:: Text block
David Caleb Cook 

 

David Caleb Cook, who was born August 28, 1850, started work for his father Ezra as a "printer's devil" (an apprentice in his father's printery) as a boy. He later founded a large religious publishing company.

During his lifetime, David C. Cook repeatedly proved his skills as an entrepreneur and as a civic and religious leader.

On May 6, 1874, he married Marguerite Murat (born June 7, 1852), who prepared some of the publishing company's early Sunday School Quarterlies and a successful booklet titled "Our Sunday-school Gem" in April, 1875.

She was described as a woman who "came of pioneer stock which had demonstrated its ability to 'keep on keeping on' in the face of difficulties and privations." As the publishing enterprise grew, she remained as Secretary, and edited its Beginners, Primary, and Junior publications.
::::
[The tasks]
• 1. In the text on David Caleb Cook, what does the term "printer's devil" mean? Answer in one to three sentences.
• 2. Answer these questions from the text on David Caleb Cook.
(a) On what date was Cook born?
(b) On what date did he marry Marguerite Murat?
(c) Which publications did she edit as the publishing enterprise grew?
• 3. Rewrite the part of the text on David Caleb Cook starting at "On May 6, 1874, he" and ending at "in April, 1875.", and swap "booklet" for "pamphlet".
:: Information provided
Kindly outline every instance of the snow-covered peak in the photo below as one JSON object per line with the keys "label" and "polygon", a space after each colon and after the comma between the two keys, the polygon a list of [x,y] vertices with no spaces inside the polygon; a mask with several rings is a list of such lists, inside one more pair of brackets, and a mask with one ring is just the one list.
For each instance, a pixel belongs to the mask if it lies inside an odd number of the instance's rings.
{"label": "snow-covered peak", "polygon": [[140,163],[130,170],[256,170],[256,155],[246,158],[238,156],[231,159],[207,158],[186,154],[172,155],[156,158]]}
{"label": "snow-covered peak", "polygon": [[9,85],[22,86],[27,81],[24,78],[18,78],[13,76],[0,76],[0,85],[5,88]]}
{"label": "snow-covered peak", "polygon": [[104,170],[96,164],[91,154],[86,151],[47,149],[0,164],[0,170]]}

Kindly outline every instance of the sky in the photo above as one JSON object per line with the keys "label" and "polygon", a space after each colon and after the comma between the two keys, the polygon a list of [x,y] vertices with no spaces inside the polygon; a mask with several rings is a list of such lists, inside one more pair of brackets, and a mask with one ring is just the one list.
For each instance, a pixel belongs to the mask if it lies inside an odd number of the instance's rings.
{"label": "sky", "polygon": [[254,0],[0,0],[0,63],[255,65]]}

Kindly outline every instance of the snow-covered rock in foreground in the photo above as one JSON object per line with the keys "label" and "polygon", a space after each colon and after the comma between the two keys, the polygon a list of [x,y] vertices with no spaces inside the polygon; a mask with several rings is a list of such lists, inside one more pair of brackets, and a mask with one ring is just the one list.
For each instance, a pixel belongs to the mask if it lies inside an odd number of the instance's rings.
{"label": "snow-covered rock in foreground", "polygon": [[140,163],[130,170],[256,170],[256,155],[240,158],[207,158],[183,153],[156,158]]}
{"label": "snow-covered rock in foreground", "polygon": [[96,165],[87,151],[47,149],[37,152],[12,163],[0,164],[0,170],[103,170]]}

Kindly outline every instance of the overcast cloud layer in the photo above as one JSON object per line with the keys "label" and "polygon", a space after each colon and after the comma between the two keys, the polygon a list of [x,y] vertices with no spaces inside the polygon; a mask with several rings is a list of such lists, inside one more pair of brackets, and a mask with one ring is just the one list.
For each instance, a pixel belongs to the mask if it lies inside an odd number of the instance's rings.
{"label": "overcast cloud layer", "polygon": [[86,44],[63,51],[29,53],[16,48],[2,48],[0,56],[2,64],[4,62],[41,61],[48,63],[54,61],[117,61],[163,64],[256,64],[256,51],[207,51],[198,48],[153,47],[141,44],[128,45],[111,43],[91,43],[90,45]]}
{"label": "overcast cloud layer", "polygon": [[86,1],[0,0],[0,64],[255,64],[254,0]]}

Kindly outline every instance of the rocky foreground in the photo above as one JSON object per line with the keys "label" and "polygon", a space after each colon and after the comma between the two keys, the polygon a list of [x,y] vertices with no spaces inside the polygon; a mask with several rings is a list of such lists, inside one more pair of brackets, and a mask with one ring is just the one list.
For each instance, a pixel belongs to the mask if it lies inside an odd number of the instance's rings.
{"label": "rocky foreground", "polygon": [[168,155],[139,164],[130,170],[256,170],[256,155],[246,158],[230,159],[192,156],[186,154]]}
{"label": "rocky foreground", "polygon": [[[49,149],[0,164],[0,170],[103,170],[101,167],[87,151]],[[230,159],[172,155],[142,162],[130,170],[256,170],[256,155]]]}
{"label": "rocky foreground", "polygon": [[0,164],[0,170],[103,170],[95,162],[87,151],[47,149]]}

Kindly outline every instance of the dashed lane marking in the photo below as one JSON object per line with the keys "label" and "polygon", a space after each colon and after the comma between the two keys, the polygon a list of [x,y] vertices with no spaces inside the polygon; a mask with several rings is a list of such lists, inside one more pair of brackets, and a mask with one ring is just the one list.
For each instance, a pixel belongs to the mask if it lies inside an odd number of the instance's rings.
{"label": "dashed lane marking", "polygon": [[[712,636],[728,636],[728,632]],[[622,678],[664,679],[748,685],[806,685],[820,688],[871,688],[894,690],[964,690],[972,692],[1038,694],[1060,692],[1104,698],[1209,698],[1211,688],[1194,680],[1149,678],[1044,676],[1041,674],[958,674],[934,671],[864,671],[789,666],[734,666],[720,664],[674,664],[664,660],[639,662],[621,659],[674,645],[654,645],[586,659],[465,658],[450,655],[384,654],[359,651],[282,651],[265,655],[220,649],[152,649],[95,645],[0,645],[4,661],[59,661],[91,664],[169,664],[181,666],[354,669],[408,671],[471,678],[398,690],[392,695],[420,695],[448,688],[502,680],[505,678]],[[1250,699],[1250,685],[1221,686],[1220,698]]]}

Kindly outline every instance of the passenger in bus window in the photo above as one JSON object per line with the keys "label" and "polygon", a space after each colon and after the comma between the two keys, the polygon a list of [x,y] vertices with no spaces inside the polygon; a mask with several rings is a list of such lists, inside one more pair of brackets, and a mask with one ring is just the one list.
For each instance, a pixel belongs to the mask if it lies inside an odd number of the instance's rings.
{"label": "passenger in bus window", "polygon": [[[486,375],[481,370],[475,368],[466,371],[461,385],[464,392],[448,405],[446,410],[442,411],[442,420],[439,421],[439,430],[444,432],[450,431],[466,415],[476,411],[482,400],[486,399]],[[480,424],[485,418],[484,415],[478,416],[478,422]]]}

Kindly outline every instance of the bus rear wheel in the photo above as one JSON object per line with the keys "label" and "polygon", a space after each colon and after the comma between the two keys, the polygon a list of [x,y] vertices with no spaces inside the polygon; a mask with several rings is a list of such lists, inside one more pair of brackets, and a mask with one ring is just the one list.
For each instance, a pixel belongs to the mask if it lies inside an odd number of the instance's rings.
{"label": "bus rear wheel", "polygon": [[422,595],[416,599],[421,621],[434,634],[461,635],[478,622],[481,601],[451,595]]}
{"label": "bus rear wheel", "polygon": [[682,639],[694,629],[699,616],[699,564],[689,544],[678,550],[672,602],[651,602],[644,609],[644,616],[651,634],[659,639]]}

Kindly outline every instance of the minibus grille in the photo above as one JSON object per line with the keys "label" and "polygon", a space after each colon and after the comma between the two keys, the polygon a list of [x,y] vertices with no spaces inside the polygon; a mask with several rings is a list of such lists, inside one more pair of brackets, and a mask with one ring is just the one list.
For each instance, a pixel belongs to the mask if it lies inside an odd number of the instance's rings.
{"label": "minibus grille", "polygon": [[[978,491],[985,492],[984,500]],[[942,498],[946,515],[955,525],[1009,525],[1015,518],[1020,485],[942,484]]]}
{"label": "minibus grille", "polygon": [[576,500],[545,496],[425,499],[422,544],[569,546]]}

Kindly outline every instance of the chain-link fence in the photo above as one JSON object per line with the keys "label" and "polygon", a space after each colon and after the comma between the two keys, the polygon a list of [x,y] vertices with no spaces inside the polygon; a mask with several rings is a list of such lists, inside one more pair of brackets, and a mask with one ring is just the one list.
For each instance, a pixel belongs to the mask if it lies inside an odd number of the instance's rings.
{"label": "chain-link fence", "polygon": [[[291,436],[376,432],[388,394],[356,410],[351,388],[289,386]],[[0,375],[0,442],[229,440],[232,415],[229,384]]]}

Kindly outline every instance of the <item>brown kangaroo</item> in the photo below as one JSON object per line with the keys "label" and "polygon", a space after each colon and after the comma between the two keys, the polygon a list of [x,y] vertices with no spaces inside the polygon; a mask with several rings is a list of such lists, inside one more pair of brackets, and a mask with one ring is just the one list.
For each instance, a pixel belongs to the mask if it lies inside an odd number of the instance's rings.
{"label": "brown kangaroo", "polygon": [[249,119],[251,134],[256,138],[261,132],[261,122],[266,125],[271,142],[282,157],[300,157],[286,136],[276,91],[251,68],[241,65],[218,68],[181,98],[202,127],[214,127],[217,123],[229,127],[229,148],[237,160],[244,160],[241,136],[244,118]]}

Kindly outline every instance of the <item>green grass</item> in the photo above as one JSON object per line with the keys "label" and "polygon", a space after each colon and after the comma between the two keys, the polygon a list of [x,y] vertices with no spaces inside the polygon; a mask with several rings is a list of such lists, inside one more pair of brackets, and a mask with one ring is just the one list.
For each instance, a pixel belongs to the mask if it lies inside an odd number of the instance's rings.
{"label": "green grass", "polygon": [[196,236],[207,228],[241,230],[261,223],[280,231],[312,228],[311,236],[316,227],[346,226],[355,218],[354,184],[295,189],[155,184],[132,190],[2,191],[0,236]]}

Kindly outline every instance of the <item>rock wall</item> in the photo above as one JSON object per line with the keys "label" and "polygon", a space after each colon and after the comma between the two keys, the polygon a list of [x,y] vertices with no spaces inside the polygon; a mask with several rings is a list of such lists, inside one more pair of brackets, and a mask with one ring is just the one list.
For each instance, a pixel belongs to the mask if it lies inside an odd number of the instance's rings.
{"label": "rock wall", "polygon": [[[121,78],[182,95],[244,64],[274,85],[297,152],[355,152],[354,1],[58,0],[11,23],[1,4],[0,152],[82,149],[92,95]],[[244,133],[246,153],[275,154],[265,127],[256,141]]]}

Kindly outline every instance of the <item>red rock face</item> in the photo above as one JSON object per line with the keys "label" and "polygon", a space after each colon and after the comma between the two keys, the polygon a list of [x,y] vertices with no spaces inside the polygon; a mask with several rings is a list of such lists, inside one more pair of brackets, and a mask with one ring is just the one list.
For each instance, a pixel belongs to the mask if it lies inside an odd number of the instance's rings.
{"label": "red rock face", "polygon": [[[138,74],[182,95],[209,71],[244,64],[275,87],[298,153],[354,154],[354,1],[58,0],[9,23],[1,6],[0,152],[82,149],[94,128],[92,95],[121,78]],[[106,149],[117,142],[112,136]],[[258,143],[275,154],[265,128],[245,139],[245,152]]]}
::::
[Task answers]
• 1. It means an apprentice in his father's printery. As a boy, Cook worked for his father Ezra in that role.

• 2.
(a) August 28, 1850
(b) May 6, 1874
(c) The Beginners, Primary, and Junior publications

• 3.
On May 6, 1874, he married Marguerite Murat (born June 7, 1852), who prepared some of the publishing company's early Sunday School Quarterlies and a successful pamphlet titled "Our Sunday-school Gem" in April, 1875.